■ Document ■
In the case of an animation layer (GIF or MNG), the name of the layer can be used to specify certain parameters : Layer_name (delay in ms) (combination mode), for example Frame-1 (100 ms) (replace). The delay sets the time during which the layer is visible in the animation. The combination mode sets whether you combine the layer with the previous layer or replace it: the two modes are (combine) or (replace).

Layers characteristics

Above the layer list, it is possible to specify some properties for the active layer. The active layer is the one highlighted in blue. The properties are : "Layer mode", "Lock Alpha channel", and "Opacity".

Layer modes

The layer mode determines how the layer interacts with the other layers. From the combo box you can access all the modes provided by GIMP. The layer modes are fully detailed in Section 2, “Layer Modes”.


If you check this option the transparent areas of the layer will be kept, even if you have checked the Fill transparent areas option for the Bucket fill tool.

Figure 14.3. Example for Locking Alpha Channel

Example for Locking Alpha Channel

The active layer has three horizontal, opaque, green stripes on a transparent background. We paint a vertical red stripe. Lock unchecked: Opaque and transparent areas of the active layer are painted with red.

■ Information provided ■
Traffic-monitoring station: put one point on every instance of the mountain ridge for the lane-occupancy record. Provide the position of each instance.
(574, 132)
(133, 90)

■ To-do list ■
[A] Answer these from the GIMP layers text, one line each:
(i) What are the two combination modes for an animation layer?
(ii) In what color is the active layer highlighted?
(iii) Which three properties can be set for the active layer above the layer list?
[B] Print everything in the GIMP layers text from "The active layer has" down to "painted with red.".
[C] Carry on the GIMP layers text from where it stops.

■ Replies ■
[A]
(i) (combine) and (replace)
(ii) Blue
(iii) "Layer mode", "Lock Alpha channel", and "Opacity"

[B]
The active layer has three horizontal, opaque, green stripes on a transparent background. We paint a vertical red stripe. Lock unchecked: Opaque and transparent areas of the active layer are painted with red.

[C]
Example for Locking Alpha Channel

Lock checked: Only opaque areas of the active layer are painted with red. Transparent areas are preserved.

[Tip] Tip

If a layer name in the Layer Dialog is in bold, then this layer has no Alpha channel.


By moving the slider you give more or less opacity to the layer. With a 0 opacity value, the layer is transparent and completely invisible. Don't confuse this with a Layer Mask, which sets the transparency pixel by pixel.

Layer management

Under the layer list a set of buttons allows you to perform some basic operations on the layer list.

New layer

Here you can create a new layer. A dialog is opened where you can enter the Layer name, perhaps change the default Height and Width, and choose the Layer fill type that will be the new layer's background.

Raise layer

Here you can move the layer up a level in the list. Press the Shift key to move the layer to the top of the list.

Lower layer

Here you can move the layer down a level in the list. Press the Shift key to move the layer to the bottom of the list.

[Tip] Tip

To move a layer at the bottom of the list, it may first be necessary to add a transparency channel (also called Alpha channel) to the Background layer. To do this, right click on the Background layer and select Add Alpha channel from the menu.

Duplicate layer

Here you can create a copy of the active layer. Name of new layer is suffixed with a number.

Anchor layer

When the active layer is a temporary layer (also called floating selection) shown by this icon , this button anchors it to the previous active layer.

Delete layer

Here you can delete the active layer.

More layer functions

Other functions about layer size are available in the Layer Drop down menu you get by right clicking on the Layer Dialog. You can find them also in the Layer sub-menu of the image menu.

You will find merging layers functions in the Image menu.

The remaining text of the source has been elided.